--- start of Data for this exercise ---
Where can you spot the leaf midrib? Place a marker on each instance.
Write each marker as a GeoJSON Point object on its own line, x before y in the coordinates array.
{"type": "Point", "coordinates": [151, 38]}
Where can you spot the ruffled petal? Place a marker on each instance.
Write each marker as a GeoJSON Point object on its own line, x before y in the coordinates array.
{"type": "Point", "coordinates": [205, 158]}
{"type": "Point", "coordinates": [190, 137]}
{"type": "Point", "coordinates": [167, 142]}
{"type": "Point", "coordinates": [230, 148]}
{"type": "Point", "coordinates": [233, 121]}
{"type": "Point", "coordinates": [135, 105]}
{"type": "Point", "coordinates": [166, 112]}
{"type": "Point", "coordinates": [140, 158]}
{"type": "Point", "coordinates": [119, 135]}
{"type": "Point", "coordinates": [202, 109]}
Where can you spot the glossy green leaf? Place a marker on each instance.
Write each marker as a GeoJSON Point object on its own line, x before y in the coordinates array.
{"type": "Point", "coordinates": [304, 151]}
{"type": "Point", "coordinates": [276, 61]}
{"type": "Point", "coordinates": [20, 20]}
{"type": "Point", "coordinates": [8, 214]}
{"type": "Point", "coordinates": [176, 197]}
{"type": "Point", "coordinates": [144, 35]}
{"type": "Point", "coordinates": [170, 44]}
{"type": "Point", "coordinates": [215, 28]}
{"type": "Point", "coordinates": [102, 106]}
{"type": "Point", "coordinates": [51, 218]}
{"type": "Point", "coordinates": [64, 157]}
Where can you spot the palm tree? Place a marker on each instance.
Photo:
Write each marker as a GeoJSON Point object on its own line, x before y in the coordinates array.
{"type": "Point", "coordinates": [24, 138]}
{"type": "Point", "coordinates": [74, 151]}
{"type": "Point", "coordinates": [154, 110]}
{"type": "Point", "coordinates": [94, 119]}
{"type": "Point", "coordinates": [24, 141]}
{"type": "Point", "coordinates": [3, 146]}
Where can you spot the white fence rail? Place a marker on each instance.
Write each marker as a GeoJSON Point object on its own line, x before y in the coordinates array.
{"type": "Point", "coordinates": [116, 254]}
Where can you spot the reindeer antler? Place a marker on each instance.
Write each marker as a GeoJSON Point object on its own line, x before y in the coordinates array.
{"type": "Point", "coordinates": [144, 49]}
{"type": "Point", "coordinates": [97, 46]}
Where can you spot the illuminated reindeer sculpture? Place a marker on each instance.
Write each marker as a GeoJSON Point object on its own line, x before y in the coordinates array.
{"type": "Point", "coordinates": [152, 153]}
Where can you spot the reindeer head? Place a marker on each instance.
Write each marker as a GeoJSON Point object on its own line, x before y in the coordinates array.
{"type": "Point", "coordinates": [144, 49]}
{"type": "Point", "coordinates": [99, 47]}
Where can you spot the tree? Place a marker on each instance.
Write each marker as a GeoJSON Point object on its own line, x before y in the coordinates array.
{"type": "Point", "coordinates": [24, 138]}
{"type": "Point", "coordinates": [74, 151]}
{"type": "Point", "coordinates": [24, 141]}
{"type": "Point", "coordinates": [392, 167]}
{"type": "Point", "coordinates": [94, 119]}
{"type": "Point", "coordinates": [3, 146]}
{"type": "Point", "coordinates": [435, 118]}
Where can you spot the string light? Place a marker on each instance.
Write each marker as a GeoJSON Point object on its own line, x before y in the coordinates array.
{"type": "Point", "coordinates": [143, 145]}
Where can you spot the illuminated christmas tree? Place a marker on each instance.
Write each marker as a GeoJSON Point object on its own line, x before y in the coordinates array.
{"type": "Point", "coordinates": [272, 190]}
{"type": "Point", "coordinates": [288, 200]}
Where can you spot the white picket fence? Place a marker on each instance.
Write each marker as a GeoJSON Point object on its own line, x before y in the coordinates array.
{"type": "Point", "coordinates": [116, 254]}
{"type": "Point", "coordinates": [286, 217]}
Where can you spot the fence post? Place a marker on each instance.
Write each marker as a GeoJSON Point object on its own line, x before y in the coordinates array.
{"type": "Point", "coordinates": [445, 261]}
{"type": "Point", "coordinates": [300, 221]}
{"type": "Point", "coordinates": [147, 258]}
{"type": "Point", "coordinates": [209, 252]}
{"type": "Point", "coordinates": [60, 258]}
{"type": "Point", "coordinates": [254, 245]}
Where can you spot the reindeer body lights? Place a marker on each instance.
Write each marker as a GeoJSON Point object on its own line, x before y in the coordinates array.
--- end of Data for this exercise ---
→ **Task**
Convert all of the rows above into a Markdown table with the columns Number and Line. Number each non-blank line in sequence, and omit blank lines.

→ **Right answer**
| Number | Line |
|---|---|
| 1 | Where can you spot the leaf midrib? Place a marker on each instance. |
| 2 | Write each marker as a GeoJSON Point object on its own line, x before y in the coordinates array. |
| 3 | {"type": "Point", "coordinates": [151, 38]} |
| 4 | Where can you spot the ruffled petal? Place a marker on each instance. |
| 5 | Write each marker as a GeoJSON Point object on its own line, x before y in the coordinates array. |
| 6 | {"type": "Point", "coordinates": [205, 158]} |
| 7 | {"type": "Point", "coordinates": [190, 137]} |
| 8 | {"type": "Point", "coordinates": [167, 142]} |
| 9 | {"type": "Point", "coordinates": [230, 148]} |
| 10 | {"type": "Point", "coordinates": [233, 121]} |
| 11 | {"type": "Point", "coordinates": [135, 105]} |
| 12 | {"type": "Point", "coordinates": [166, 112]} |
| 13 | {"type": "Point", "coordinates": [140, 158]} |
| 14 | {"type": "Point", "coordinates": [119, 135]} |
| 15 | {"type": "Point", "coordinates": [202, 109]} |
| 16 | Where can you spot the glossy green leaf? Place a marker on each instance. |
| 17 | Write each marker as a GeoJSON Point object on its own line, x before y in the coordinates array. |
| 18 | {"type": "Point", "coordinates": [304, 151]} |
| 19 | {"type": "Point", "coordinates": [276, 61]} |
| 20 | {"type": "Point", "coordinates": [20, 20]} |
| 21 | {"type": "Point", "coordinates": [8, 214]} |
| 22 | {"type": "Point", "coordinates": [176, 197]} |
| 23 | {"type": "Point", "coordinates": [144, 35]} |
| 24 | {"type": "Point", "coordinates": [170, 44]} |
| 25 | {"type": "Point", "coordinates": [215, 28]} |
| 26 | {"type": "Point", "coordinates": [102, 106]} |
| 27 | {"type": "Point", "coordinates": [51, 218]} |
| 28 | {"type": "Point", "coordinates": [64, 157]} |
| 29 | Where can you spot the palm tree? Place a marker on each instance. |
| 30 | Photo: |
| 31 | Write each marker as a GeoJSON Point object on its own line, x before y in the coordinates array. |
| 32 | {"type": "Point", "coordinates": [24, 138]} |
| 33 | {"type": "Point", "coordinates": [74, 151]} |
| 34 | {"type": "Point", "coordinates": [154, 110]} |
| 35 | {"type": "Point", "coordinates": [94, 119]} |
| 36 | {"type": "Point", "coordinates": [24, 141]} |
| 37 | {"type": "Point", "coordinates": [3, 146]} |
| 38 | Where can you spot the white fence rail? Place a marker on each instance. |
| 39 | Write each marker as a GeoJSON Point object on its own line, x before y in the coordinates array. |
| 40 | {"type": "Point", "coordinates": [116, 254]} |
| 41 | Where can you spot the reindeer antler? Place a marker on each instance. |
| 42 | Write each marker as a GeoJSON Point object on its own line, x before y in the coordinates array. |
| 43 | {"type": "Point", "coordinates": [144, 49]} |
| 44 | {"type": "Point", "coordinates": [97, 46]} |
| 45 | Where can you spot the illuminated reindeer sculpture? Place a marker on each instance. |
| 46 | Write each marker as a GeoJSON Point object on its own line, x before y in the coordinates array. |
| 47 | {"type": "Point", "coordinates": [152, 153]} |
| 48 | Where can you spot the reindeer head? Place a marker on each instance. |
| 49 | Write each marker as a GeoJSON Point object on its own line, x before y in the coordinates array. |
| 50 | {"type": "Point", "coordinates": [144, 49]} |
| 51 | {"type": "Point", "coordinates": [99, 47]} |
| 52 | Where can you spot the tree? Place a marker on each instance. |
| 53 | Write each marker as a GeoJSON Point object on its own line, x before y in the coordinates array. |
| 54 | {"type": "Point", "coordinates": [24, 138]} |
| 55 | {"type": "Point", "coordinates": [74, 151]} |
| 56 | {"type": "Point", "coordinates": [24, 141]} |
| 57 | {"type": "Point", "coordinates": [392, 167]} |
| 58 | {"type": "Point", "coordinates": [94, 119]} |
| 59 | {"type": "Point", "coordinates": [3, 146]} |
| 60 | {"type": "Point", "coordinates": [435, 118]} |
| 61 | Where can you spot the string light? Place a marker on each instance. |
| 62 | Write each marker as a GeoJSON Point object on its own line, x before y in the coordinates array. |
| 63 | {"type": "Point", "coordinates": [143, 145]} |
| 64 | Where can you spot the illuminated christmas tree? Place a marker on each instance. |
| 65 | Write each marker as a GeoJSON Point object on its own line, x before y in the coordinates array. |
| 66 | {"type": "Point", "coordinates": [272, 190]} |
| 67 | {"type": "Point", "coordinates": [288, 200]} |
| 68 | Where can you spot the white picket fence? Place a marker on each instance. |
| 69 | Write each marker as a GeoJSON Point object on its own line, x before y in the coordinates array. |
| 70 | {"type": "Point", "coordinates": [116, 254]} |
| 71 | {"type": "Point", "coordinates": [286, 217]} |
| 72 | Where can you spot the fence post? Place a marker on each instance. |
| 73 | Write each marker as a GeoJSON Point object on its own line, x before y in the coordinates array. |
| 74 | {"type": "Point", "coordinates": [445, 261]} |
| 75 | {"type": "Point", "coordinates": [300, 221]} |
| 76 | {"type": "Point", "coordinates": [147, 258]} |
| 77 | {"type": "Point", "coordinates": [209, 252]} |
| 78 | {"type": "Point", "coordinates": [60, 258]} |
| 79 | {"type": "Point", "coordinates": [254, 245]} |
| 80 | Where can you spot the reindeer body lights? Place a marker on each instance. |
| 81 | Write each marker as a GeoJSON Point object on its own line, x before y in the coordinates array. |